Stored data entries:

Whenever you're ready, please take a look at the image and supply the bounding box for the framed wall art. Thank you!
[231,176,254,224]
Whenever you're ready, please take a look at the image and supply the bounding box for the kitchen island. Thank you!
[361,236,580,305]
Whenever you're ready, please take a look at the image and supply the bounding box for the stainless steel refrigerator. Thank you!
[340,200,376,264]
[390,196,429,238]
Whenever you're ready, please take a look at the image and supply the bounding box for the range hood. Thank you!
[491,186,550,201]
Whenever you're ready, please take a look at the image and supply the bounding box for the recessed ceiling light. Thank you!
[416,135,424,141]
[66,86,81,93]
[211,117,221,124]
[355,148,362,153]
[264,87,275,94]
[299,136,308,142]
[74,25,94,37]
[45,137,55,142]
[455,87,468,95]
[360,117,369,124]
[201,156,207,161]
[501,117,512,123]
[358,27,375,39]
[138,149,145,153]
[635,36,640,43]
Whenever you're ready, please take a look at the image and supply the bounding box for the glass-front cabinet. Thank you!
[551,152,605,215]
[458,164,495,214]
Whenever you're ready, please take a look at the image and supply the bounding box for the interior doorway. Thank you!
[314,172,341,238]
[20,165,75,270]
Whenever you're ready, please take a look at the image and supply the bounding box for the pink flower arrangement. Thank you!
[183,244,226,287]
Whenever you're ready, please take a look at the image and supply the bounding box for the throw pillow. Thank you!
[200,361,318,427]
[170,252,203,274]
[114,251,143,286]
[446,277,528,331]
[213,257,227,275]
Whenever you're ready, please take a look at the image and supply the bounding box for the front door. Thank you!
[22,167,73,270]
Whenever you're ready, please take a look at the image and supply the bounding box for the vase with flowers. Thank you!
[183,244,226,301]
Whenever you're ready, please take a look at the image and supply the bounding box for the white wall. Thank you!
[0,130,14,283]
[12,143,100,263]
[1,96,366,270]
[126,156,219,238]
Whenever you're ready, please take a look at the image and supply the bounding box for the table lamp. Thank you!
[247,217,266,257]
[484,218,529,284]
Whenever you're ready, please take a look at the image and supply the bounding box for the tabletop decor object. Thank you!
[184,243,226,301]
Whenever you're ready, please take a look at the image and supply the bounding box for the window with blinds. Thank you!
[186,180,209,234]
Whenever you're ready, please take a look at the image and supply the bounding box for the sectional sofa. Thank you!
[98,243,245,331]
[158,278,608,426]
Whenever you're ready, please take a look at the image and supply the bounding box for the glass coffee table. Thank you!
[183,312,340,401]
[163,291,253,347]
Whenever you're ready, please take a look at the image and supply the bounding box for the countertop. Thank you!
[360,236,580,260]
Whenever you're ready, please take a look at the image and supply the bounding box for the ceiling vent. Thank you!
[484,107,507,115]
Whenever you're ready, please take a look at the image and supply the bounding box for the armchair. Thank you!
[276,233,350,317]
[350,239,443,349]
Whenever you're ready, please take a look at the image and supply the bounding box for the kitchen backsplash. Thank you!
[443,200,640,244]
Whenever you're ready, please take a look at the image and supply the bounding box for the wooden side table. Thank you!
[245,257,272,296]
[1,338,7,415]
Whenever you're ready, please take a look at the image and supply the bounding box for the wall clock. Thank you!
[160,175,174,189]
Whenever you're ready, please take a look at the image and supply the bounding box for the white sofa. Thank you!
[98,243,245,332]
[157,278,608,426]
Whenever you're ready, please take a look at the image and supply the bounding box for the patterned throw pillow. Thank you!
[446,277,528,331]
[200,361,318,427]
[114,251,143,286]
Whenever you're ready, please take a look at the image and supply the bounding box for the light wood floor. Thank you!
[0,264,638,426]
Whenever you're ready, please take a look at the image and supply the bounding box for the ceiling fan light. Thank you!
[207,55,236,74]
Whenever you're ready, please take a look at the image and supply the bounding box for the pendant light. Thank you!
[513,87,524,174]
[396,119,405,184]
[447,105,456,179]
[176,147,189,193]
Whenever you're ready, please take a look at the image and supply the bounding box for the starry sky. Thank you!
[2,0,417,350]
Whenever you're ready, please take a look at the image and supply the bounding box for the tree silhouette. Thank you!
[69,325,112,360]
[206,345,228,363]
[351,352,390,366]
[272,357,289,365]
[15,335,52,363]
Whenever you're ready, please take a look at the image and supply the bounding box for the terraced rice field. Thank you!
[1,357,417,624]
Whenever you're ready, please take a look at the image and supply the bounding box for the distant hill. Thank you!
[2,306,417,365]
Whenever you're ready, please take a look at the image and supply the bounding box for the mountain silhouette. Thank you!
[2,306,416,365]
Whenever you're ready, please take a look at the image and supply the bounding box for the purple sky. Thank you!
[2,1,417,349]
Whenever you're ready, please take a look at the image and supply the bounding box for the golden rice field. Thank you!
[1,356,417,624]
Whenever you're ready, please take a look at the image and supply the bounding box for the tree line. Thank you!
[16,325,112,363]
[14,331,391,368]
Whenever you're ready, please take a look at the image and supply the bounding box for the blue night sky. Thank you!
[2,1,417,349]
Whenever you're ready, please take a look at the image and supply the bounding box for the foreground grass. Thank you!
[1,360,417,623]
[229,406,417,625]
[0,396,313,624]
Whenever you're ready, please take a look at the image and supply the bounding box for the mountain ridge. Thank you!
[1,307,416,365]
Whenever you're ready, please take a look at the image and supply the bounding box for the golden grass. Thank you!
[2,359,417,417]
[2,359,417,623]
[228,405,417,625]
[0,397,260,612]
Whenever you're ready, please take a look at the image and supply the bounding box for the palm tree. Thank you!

Exercise :: Could I ask you to return the records exactly and in full?

Solution to this exercise ::
Whenever you're ready, please take a look at the image and supply the bounding box for the framed wall art. Thank you!
[231,176,254,224]
Whenever you're ready, please take a look at the image and supply the bounding box for the kitchen island. Thank you!
[361,236,580,305]
Whenever you're ready, please take a look at the image and supply the bounding box for the stainless steel refrigerator. Thank you!
[340,200,376,264]
[390,196,429,238]
Whenever you're ready, please take a look at the image and supply the bounding box for the range hood. Thank you!
[491,186,550,201]
Whenever you're ready, please take a look at the image and supply the bounding box for the recessed ceiling light. Thank you!
[416,135,424,141]
[66,86,81,93]
[211,117,221,124]
[355,148,362,153]
[264,87,275,94]
[299,136,308,142]
[74,25,94,37]
[45,137,55,142]
[455,87,468,95]
[360,117,369,124]
[201,156,207,161]
[501,117,512,123]
[358,27,375,39]
[138,149,145,153]
[635,36,640,43]
Whenever you're ready, please take a look at the image and supply the bounding box for the glass-front cabinet. Thank you!
[551,152,605,215]
[458,164,495,214]
Whenever you're ready, please take a look at the image and supply the bounding box for the interior doorway. Thank you!
[314,172,341,238]
[20,165,75,270]
Whenever you're ready, please take a look at the image and supply the bounding box for the pink flower arrangement. Thank you!
[183,244,226,287]
Whenever you're ready, please take a look at the image and supply the bounding box for the throw pillow. Thank you!
[200,361,318,427]
[170,252,203,274]
[114,251,143,286]
[446,277,528,331]
[213,257,227,275]
Whenever you're ready, please take a look at the image and supply the bounding box for the front door. Thank you!
[22,167,73,270]
Whenever you're ready, please take a look at the image and supply the bounding box for the vase with flowers. Thank you!
[183,244,226,301]
Whenever you're ready, please take a look at the image and supply the bounding box for the white wall. Thank you!
[0,130,14,283]
[12,143,100,263]
[1,96,366,270]
[126,156,219,238]
Whenever you're ready, please take a look at the image and supply the bounding box for the table lamp. Thank you!
[247,217,266,257]
[484,218,529,284]
Whenever you're ready, please take a look at the image and supply the bounding box for the tabletop decor object. Thank you!
[184,243,226,301]
Whenever you're ready, please take a look at the image and supply the bounding box for the window with blinds. Thank you!
[186,180,209,234]
Whenever you're ready, please take a look at the image and supply the bounding box for the sectional sofa. Thank you!
[98,243,245,331]
[158,278,608,426]
Whenever you're ready, please take a look at the image and supply the bounding box for the glass coffee table. Thank you!
[183,312,340,401]
[163,291,253,347]
Whenever you're ready, please take a look at the image and supply the bounding box for the countertop. Thank you!
[360,236,580,260]
Whenever you're ready, please take a look at the image and supply the bounding box for the ceiling vent. Thank you!
[484,107,507,115]
Whenever you're ready, please take a look at the image and supply the bounding box for the armchair. Thank you!
[276,233,350,317]
[350,239,443,349]
Whenever you're ready, please take a look at the image and supply the bounding box for the kitchen backsplash. Thank you!
[443,200,640,244]
Whenever you're ready, please take a look at the image and supply the bounding box for the wooden side table. Thank you!
[245,257,272,296]
[1,338,7,415]
Whenever you're ready, please take a look at the image and supply the bounding box for the wall clock. Thank you!
[160,175,174,189]
Whenever you're ready, please take a look at the image and supply the bounding box for the white sofa. Thank you!
[98,243,245,332]
[157,278,608,426]
Whenever you're ready, please take a look at the image and supply the bounding box for the patterned throw pillow. Thank you!
[446,277,528,331]
[200,361,318,427]
[114,251,143,286]
Whenever you're ready, please take a look at the image and supply the bounding box for the light wood floor. Thank you!
[0,264,638,426]
Whenever you're ready, please take a look at the image and supply the bounding box for the ceiling fan light. Thank you!
[207,55,236,74]
Whenever you're ready, please take a look at the image and supply the bounding box for the pendant light. Thank you!
[513,87,524,174]
[396,119,405,184]
[447,105,456,179]
[176,147,189,193]
Whenever you're ready, please take a look at the image and supply the bounding box for the starry sky. Thank you!
[2,0,417,350]
Whenever you're ready, please take a look at the image and supply the bounding box for the tree silhouette. Thank you!
[69,325,112,360]
[206,345,228,363]
[351,352,390,366]
[272,357,289,365]
[15,335,52,363]
Whenever you're ready, please take a look at the image and supply the bounding box for the terraced rice field. Thank you!
[1,357,417,624]
Whenever you're ready, please take a look at the image and supply the bounding box for the distant hill. Thank you!
[2,306,417,365]
Whenever you're ready, please take a look at the image and supply the bounding box for the mountain silhouette. Thank you!
[2,306,416,365]
Whenever you're ready, please take a look at the image and supply the bounding box for the purple sky. Thank you!
[2,1,417,349]
Whenever you're ready, please take a look at the image and supply the bounding box for the golden rice field. Thank you!
[1,356,417,624]
Whenever you're ready, please take a look at the image and supply the bounding box for the tree line. Thank you!
[16,325,112,363]
[14,331,391,368]
Whenever you're ready, please take a look at the image and supply the bounding box for the blue night sky. Thank you!
[2,1,417,349]
Whenever you're ready, please take a look at the image and supply the bounding box for the foreground grass. Thank you!
[1,360,417,623]
[229,406,417,625]
[0,396,313,624]
Whenever you're ready, please take a look at the image and supply the bounding box for the mountain ridge. Thank you!
[1,307,416,365]
Whenever you're ready, please take a look at the image and supply the bounding box for the golden grass. Thank you!
[2,359,417,417]
[2,359,417,623]
[228,405,417,625]
[0,397,260,612]
Whenever you're ready, please take a look at the image and supply the bounding box for the palm tree. Thank you!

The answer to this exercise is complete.